== Segment start ==
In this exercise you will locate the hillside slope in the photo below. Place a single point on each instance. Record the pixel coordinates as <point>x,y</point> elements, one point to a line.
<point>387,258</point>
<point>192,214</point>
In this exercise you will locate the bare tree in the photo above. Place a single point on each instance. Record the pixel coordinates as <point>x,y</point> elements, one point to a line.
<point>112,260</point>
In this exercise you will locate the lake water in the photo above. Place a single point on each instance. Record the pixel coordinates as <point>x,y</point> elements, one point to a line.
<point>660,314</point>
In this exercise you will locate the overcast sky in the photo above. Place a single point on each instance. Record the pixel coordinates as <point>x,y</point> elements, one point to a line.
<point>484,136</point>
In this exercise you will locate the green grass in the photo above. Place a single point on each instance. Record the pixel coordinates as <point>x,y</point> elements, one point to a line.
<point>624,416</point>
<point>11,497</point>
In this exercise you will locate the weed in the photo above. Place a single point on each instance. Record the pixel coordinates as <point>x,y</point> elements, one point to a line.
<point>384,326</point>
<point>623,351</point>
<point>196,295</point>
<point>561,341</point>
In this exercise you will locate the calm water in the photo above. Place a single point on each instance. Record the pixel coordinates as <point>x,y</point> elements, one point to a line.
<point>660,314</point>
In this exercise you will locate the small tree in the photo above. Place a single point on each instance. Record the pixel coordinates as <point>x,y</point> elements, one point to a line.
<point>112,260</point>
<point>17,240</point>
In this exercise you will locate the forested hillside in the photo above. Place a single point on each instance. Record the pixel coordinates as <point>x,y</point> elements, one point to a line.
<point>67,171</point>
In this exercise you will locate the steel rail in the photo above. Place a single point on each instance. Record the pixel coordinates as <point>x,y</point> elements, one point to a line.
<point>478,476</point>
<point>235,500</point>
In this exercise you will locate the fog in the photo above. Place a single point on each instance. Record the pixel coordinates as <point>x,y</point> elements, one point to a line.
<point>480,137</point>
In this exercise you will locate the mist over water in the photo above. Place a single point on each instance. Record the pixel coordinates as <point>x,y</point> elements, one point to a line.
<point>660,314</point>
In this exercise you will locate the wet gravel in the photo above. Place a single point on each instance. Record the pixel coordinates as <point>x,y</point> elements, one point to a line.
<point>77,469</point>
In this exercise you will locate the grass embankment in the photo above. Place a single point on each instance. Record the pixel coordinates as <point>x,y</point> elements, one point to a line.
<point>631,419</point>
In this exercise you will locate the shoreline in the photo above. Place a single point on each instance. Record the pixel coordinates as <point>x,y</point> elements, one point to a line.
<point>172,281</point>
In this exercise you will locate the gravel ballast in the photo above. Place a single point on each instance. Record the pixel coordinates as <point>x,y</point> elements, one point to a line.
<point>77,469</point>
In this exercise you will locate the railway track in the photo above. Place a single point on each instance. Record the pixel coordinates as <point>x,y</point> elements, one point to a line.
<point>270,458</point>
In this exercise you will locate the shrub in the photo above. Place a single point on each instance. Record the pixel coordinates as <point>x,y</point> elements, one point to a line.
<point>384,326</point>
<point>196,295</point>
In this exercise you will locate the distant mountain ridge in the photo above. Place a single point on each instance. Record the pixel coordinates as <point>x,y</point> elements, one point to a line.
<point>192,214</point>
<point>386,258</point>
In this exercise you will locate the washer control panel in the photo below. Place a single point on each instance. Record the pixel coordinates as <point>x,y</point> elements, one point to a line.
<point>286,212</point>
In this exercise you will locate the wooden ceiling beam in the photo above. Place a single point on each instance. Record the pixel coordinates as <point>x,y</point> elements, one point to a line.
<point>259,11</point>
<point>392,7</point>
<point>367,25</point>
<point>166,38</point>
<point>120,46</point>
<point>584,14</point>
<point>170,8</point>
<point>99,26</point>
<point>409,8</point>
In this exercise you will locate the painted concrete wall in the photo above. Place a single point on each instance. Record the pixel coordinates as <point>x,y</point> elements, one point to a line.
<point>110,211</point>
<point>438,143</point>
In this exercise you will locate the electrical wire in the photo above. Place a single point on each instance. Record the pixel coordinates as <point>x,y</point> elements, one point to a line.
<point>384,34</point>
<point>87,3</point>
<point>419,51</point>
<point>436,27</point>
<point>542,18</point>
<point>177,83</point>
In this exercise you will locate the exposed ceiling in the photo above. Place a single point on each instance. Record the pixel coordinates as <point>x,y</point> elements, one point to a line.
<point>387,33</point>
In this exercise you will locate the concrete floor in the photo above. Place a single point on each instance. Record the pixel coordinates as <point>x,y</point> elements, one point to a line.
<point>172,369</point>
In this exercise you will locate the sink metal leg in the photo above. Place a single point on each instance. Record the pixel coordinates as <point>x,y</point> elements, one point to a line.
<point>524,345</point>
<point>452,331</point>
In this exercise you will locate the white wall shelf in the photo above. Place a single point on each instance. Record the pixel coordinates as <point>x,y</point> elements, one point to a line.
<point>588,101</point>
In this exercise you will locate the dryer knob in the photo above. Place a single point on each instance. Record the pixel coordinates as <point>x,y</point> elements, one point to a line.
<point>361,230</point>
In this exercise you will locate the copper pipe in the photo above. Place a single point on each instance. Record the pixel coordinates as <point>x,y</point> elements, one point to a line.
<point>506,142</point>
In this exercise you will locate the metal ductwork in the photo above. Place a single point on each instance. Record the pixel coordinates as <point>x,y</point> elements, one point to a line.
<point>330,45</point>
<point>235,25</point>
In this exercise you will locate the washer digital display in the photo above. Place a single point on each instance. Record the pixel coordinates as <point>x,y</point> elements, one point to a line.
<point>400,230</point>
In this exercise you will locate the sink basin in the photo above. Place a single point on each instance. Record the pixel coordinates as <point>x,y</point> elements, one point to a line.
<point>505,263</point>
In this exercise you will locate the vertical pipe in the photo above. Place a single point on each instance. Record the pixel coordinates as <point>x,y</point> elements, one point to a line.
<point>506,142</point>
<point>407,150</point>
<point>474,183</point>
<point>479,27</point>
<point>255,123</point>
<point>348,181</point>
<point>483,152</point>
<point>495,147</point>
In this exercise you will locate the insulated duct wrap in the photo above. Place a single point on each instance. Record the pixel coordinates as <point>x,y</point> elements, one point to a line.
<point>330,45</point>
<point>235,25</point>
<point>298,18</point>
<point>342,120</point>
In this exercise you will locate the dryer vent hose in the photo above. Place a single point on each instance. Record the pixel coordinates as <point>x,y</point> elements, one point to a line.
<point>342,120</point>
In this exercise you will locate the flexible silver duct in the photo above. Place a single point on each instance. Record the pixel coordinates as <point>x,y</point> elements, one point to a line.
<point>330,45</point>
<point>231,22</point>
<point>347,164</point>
== Segment end ==
The answer should reproduce all of the data without any alteration.

In this exercise you will locate the hillside slope in the photo below. Place a single point on each instance. Record the pixel coordinates as <point>x,y</point> elements, one point to a line.
<point>387,258</point>
<point>192,214</point>
In this exercise you will locate the bare tree in the photo above. Place a single point on each instance. Record the pixel coordinates as <point>x,y</point> elements, one point to a line.
<point>112,260</point>
In this exercise you will locate the lake water in the photo above. Place a single point on each instance. Record the pixel coordinates as <point>x,y</point> elements, one point to a line.
<point>660,314</point>
In this exercise you will locate the overcast sky in the photo above. Place a single point on each instance. Record the pixel coordinates as <point>x,y</point> elements, one point to a line.
<point>484,136</point>
In this exercise you will locate the green grass in the photo above. Place a single point on each instance. Record the pixel coordinates as <point>x,y</point> elements, one point to a line.
<point>624,416</point>
<point>11,497</point>
In this exercise you will locate the weed in the photo above. Place a single point on each instance. Record the pixel coordinates as <point>x,y</point> elements, one point to a line.
<point>384,326</point>
<point>623,351</point>
<point>196,295</point>
<point>561,341</point>
In this exercise you will locate the calm water in the photo above. Place a single point on each instance. Record the pixel coordinates as <point>x,y</point> elements, one point to a line.
<point>660,314</point>
In this exercise you will locate the small tree in the photo above. Place a single point on each instance. Record the pixel coordinates as <point>x,y</point> elements, one point to a line.
<point>112,260</point>
<point>17,240</point>
In this exercise you will locate the forested hillside in the photo above. Place a single point on each instance. Record the pixel coordinates as <point>x,y</point> elements, one point to a line.
<point>67,171</point>
In this exercise you will locate the steel rail in the photo above. Place a single point on each instance. Record the pixel coordinates as <point>x,y</point> elements, one point to a line.
<point>478,476</point>
<point>235,500</point>
In this exercise you will locate the fog in the photo above. Place a single point on each instance. Record the pixel coordinates as <point>x,y</point> elements, one point to a line.
<point>480,137</point>
In this exercise you will locate the mist over water in the photo above. Place a single point on each instance. Record the pixel coordinates as <point>x,y</point> elements, one point to a line.
<point>660,314</point>
In this exercise you will locate the wet gravel in the photo above. Place a single point on each instance. Record the pixel coordinates as <point>x,y</point> elements, one point to a line.
<point>77,469</point>
In this exercise you will locate the grass embankment in the photo above. Place a single point on each instance. Record the pixel coordinates as <point>x,y</point> elements, one point to a line.
<point>631,419</point>
In this exercise you will locate the shoreline in the photo above. Place a single point on each instance. Record the pixel coordinates as <point>x,y</point> elements, one point to a line.
<point>172,281</point>
In this exercise you will locate the gravel ballast in the photo above. Place a single point on each instance. Record the pixel coordinates as <point>x,y</point> elements, one point to a line.
<point>77,469</point>
In this exercise you will locate the railway track in the photo above. Place a single point on each instance. Record the pixel coordinates as <point>x,y</point> elements, one point to a line.
<point>270,458</point>
In this exercise you will locate the shrub in the photo above. Place a single point on each instance. Record the pixel coordinates as <point>x,y</point> elements, one point to a line.
<point>384,326</point>
<point>196,295</point>
In this exercise you will locate the distant mountain ridge in the photo above. Place a single point on each instance. Record the pixel coordinates as <point>x,y</point> elements, one point to a line.
<point>192,214</point>
<point>386,258</point>
In this exercise you will locate the washer control panel in the photo below. Place a single point on each instance. Record the pixel coordinates as <point>x,y</point> elements, one point to a line.
<point>286,212</point>
In this exercise you will locate the wooden ceiling beam in the photo above. Place a single point on each instance. Record the pixel coordinates as <point>x,y</point> elements, one point to a line.
<point>259,11</point>
<point>392,7</point>
<point>367,25</point>
<point>166,38</point>
<point>120,46</point>
<point>584,14</point>
<point>170,8</point>
<point>99,26</point>
<point>409,8</point>
In this exercise you will locate the painted concrete wall in the photo above. Place a single point on each instance. Record the pixel coordinates as <point>x,y</point> elements, one point to a line.
<point>110,211</point>
<point>438,143</point>
In this exercise you will locate the electrical wire in the photo above. Place a single point on each instance. Record the pixel coordinates as <point>x,y</point> elements, one point to a line.
<point>384,34</point>
<point>87,3</point>
<point>419,51</point>
<point>436,27</point>
<point>542,18</point>
<point>177,83</point>
In this exercise you will locate the exposed ceiling in the photo above. Place a single point on each instance. Record the pixel coordinates as <point>x,y</point> elements, one point to a line.
<point>387,33</point>
In this exercise you will locate the concrete floor in the photo above. Place a single point on each instance. Record the pixel coordinates as <point>x,y</point> elements, one point to a line.
<point>172,369</point>
In this exercise you will locate the sink metal leg in the photo above. Place a single point on each instance. Record the pixel coordinates as <point>x,y</point> elements, one point to a line.
<point>524,345</point>
<point>452,331</point>
In this exercise you will locate the white wall shelf in the photo above. Place a single point on each instance. Record the pixel coordinates as <point>x,y</point> elements, one point to a line.
<point>588,101</point>
In this exercise you will locate the dryer knob in the photo above. Place a single point on each instance. Record the pixel coordinates as <point>x,y</point> elements, one point to a line.
<point>361,230</point>
In this exercise you will locate the copper pipe in the photo above. Place a single point on each instance. Record the pixel coordinates as <point>x,y</point> elements, one point to a line.
<point>506,142</point>
In this exercise you will locate the metal ductwork in the photo above. Place a single point on each instance. Record the pixel coordinates as <point>x,y</point> elements, one point to a line.
<point>330,45</point>
<point>235,25</point>
In this exercise you will locate the washer digital display in the photo above. Place a single point on each instance. Record the pixel coordinates as <point>x,y</point> elements, one point to a line.
<point>400,230</point>
In this exercise you will locate the sink basin in the photo above. Place a single point on each instance. Record the pixel coordinates as <point>x,y</point> elements, one point to a line.
<point>505,263</point>
In this exercise you will locate the vertical pipe in the photo above. Place a single point on each instance. Record the pixel coordinates as <point>x,y</point> elements, one point to a line.
<point>506,142</point>
<point>407,150</point>
<point>474,183</point>
<point>479,27</point>
<point>255,123</point>
<point>348,181</point>
<point>483,152</point>
<point>495,147</point>
In this exercise you will locate the insulated duct wrap in the photo above. Place a single point on each instance. Record the pixel coordinates as <point>x,y</point> elements, one point to a line.
<point>330,45</point>
<point>235,25</point>
<point>298,18</point>
<point>342,120</point>
In this exercise you will locate the dryer vent hose in the photo above. Place a single point on each instance. Record the pixel coordinates as <point>x,y</point> elements, one point to a line.
<point>342,120</point>
In this exercise you will locate the flexible silver duct in the photo above. Place a single point on each instance. Record the pixel coordinates as <point>x,y</point> elements, one point to a line.
<point>330,45</point>
<point>231,22</point>
<point>347,164</point>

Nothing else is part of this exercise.